- Instructions for the task -
Lines from the one containing "the car wheel." through the last line of the data are to be repeated word for word, both ends included.

━━━━━ Data section

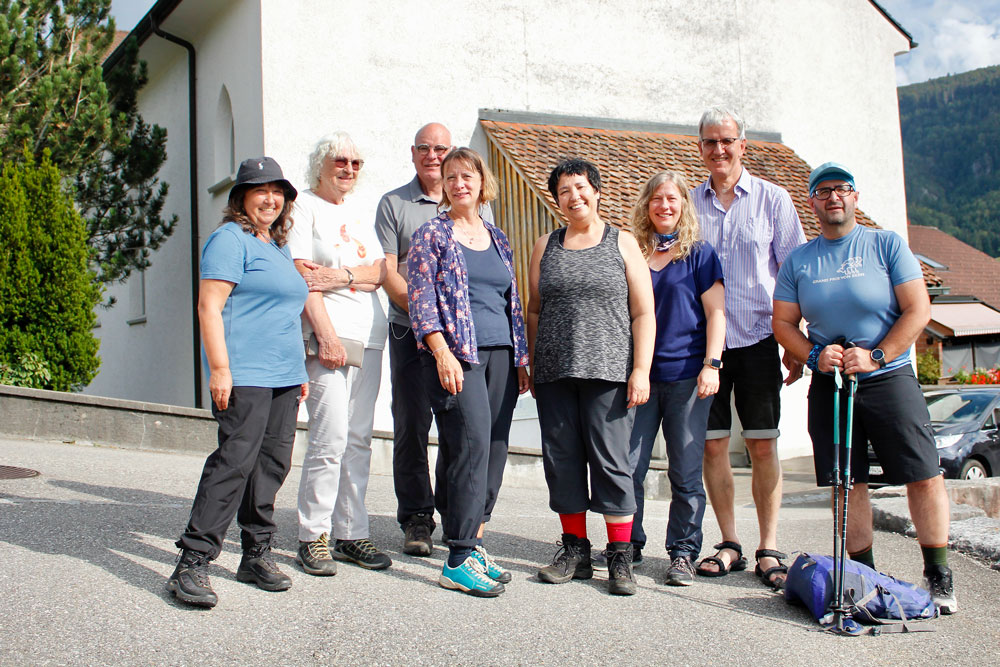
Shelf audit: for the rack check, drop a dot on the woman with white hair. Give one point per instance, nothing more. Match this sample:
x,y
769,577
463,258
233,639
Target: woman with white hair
x,y
344,328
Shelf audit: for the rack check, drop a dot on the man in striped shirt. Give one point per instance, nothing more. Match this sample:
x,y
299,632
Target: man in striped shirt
x,y
753,226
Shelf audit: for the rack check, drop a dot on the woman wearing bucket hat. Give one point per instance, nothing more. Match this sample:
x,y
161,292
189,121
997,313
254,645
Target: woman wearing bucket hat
x,y
249,304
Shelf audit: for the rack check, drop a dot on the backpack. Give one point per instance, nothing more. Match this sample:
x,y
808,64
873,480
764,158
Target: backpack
x,y
873,598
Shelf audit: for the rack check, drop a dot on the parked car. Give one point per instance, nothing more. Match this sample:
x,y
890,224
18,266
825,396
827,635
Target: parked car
x,y
965,420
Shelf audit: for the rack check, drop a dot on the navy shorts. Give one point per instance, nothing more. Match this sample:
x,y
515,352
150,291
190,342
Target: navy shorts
x,y
890,412
753,374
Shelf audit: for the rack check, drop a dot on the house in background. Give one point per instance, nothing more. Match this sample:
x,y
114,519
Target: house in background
x,y
964,331
231,80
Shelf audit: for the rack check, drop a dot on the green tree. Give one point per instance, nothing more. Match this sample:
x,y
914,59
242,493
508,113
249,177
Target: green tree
x,y
47,290
55,96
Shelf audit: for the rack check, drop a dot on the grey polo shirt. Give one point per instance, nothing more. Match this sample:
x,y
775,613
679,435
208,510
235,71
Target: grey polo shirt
x,y
400,212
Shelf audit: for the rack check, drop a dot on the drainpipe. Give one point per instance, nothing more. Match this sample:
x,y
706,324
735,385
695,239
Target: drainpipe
x,y
195,242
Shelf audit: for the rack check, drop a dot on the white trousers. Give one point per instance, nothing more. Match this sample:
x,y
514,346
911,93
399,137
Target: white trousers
x,y
341,406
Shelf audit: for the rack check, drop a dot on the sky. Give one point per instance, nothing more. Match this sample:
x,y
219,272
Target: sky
x,y
954,36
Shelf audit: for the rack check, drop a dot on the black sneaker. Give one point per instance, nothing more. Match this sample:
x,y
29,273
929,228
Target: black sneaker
x,y
600,561
621,581
190,582
937,580
257,567
572,561
362,552
417,535
314,557
680,572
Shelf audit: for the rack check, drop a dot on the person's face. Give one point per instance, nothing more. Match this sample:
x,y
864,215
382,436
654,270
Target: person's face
x,y
577,198
836,210
340,172
432,144
463,184
665,207
263,203
722,160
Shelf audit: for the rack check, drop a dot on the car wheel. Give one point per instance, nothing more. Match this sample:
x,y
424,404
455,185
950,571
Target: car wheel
x,y
973,469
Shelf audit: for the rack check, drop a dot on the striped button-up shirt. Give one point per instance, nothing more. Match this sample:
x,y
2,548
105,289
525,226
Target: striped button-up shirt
x,y
752,239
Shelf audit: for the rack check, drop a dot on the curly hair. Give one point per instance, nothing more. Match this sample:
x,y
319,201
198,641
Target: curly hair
x,y
688,233
235,212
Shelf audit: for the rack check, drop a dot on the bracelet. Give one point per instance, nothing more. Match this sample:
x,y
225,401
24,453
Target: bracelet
x,y
812,363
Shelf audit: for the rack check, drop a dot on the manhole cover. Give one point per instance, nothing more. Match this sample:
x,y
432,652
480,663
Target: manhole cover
x,y
10,472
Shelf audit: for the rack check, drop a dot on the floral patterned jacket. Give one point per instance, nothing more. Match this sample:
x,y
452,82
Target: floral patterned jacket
x,y
438,290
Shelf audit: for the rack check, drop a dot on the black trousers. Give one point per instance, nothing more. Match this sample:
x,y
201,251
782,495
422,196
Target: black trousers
x,y
475,428
411,421
242,476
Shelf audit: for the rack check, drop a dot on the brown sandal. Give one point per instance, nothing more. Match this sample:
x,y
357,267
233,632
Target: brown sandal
x,y
738,564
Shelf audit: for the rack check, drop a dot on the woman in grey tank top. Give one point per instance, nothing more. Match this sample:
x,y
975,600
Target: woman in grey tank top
x,y
590,337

━━━━━━━━━━

- Output of the exercise -
Shelf audit: for the rack check, drop a dot on the car wheel. Give one point per instance, nothing more. Match this sample:
x,y
424,404
455,185
950,571
Target: car wheel
x,y
973,469
Shelf audit: for the rack check, drop a dot on the striped button-up shirt. Give one point per instance, nothing more. Match this sample:
x,y
2,548
105,289
525,226
Target: striped button-up shirt
x,y
752,239
Shelf audit: for the rack check, drop a dot on the curly hair. Give one point per instance, nothing more. Match this sample:
x,y
319,201
198,641
Target: curly hair
x,y
688,233
235,212
Shelf audit: for the rack check, drop a dot on the bracelet. Give one point per instance, nothing more. Match this sample:
x,y
225,401
24,453
Target: bracelet
x,y
812,363
Shelf audit: for the rack check, drop a dot on the manhole cover. Give one point per instance, nothing more. Match this sample:
x,y
432,652
480,663
Target: manhole cover
x,y
10,472
Shelf audit: for the rack check, drop a dot on the floral patterned jacket. Give one point per instance, nothing more. Match this sample:
x,y
452,82
Target: floral patterned jacket
x,y
438,290
Shelf audit: for the rack check, drop a dot on the black trousers. Give one point per instance, nothing more. Match this sample:
x,y
201,251
782,495
422,196
Target: black trousers
x,y
475,428
411,421
242,476
Shelf audit: for the rack check, drop a dot on the brown sandal. Give one point per instance, nothing more. Match this sample:
x,y
357,267
233,632
Target: brown sandal
x,y
738,564
Shelf audit: for the rack check, drop a dot on the woman in grey tank top. Give one point per instance, nothing more. Match this sample:
x,y
975,600
Target: woman in grey tank top
x,y
590,337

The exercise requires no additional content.